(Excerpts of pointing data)
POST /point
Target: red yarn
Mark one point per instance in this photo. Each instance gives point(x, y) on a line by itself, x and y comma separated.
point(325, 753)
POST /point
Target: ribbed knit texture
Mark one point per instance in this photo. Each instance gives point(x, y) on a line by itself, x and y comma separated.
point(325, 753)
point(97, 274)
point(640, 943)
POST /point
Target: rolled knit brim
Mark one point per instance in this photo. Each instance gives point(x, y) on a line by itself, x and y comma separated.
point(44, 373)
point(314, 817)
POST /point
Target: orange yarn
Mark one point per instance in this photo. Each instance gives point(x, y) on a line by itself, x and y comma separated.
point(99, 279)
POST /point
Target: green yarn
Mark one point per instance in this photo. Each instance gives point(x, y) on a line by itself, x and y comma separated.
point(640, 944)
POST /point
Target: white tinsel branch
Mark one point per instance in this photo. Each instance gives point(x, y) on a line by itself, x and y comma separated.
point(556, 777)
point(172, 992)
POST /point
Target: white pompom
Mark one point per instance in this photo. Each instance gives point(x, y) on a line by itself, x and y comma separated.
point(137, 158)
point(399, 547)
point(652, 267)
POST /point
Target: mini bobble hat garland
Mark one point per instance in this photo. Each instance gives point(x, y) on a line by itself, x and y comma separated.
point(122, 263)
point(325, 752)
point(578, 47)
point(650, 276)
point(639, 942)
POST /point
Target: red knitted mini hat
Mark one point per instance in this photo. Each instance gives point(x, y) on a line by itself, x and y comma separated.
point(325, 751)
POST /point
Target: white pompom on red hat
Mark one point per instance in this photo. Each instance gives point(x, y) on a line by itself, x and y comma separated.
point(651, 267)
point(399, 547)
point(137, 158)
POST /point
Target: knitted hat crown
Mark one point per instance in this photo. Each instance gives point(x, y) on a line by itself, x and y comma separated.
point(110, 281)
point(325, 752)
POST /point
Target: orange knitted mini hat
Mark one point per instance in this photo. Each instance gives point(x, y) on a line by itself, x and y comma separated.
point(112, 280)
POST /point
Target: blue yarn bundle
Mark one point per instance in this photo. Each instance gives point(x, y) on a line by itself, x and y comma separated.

*Exercise brief*. Word for word, write out the data.

*Solution to this task*.
POST /point
Target: red yarn
Mark one point per instance in this photo. Each instance gives point(x, y) on a line by itself, x and y comma separated.
point(325, 753)
POST /point
Target: ribbed knit texture
Mark one point per instance in this photo. Each instance gives point(x, y) on a line by itself, x and y comma separated.
point(325, 753)
point(97, 274)
point(640, 943)
POST /point
Target: rolled knit brim
Mark one point per instance in this photo. Each instance gives point(x, y) on a line by itself, x and y comma separated.
point(44, 373)
point(314, 817)
POST /point
Target: orange yarn
Mark one point per instance in this photo. Each instance gives point(x, y) on a line by itself, x and y comma separated.
point(99, 279)
POST /point
Target: green yarn
Mark one point per instance in this photo. Each instance gives point(x, y) on a line by itself, x and y comma separated.
point(640, 944)
POST /point
Target: white tinsel branch
Mark one point per instance in this photo. Each instance gives point(x, y) on a line by itself, x and y comma separated.
point(556, 777)
point(172, 992)
POST /point
Target: white pompom
Mark one point per instance in this photo. Each instance gives point(x, y) on a line by itself, x and y comma separated.
point(137, 158)
point(399, 547)
point(652, 267)
POST /point
Target: mini bobble hat garland
Mark one point per instance in this photo. Each instance gives point(x, y) on a line by itself, x and y comma separated.
point(122, 263)
point(325, 752)
point(578, 47)
point(650, 276)
point(639, 942)
POST /point
Target: red knitted mini hat
Mark one point per instance in this photo. Each instance gives point(x, y) on a line by itself, x and y comma separated.
point(325, 751)
POST /point
Target: white pompom on red hat
Mark one point per instance in this photo. Each instance gives point(x, y) on a line by itself, x and y comma separated.
point(651, 267)
point(399, 547)
point(137, 158)
POST /point
Target: knitted hat crown
Mark one point per instance in this photo. Each instance gives point(x, y) on a line by itself, x and y comma separated.
point(110, 281)
point(325, 752)
POST /point
Target: orange knitted mini hat
Mark one point per instance in this photo. Each instance gives point(x, y) on a line by itself, x and y comma separated.
point(112, 280)
POST /point
Target: blue yarn bundle
Mark one point per instance in this photo. Each instance gives point(x, y) on a line by itself, x and y comma separated.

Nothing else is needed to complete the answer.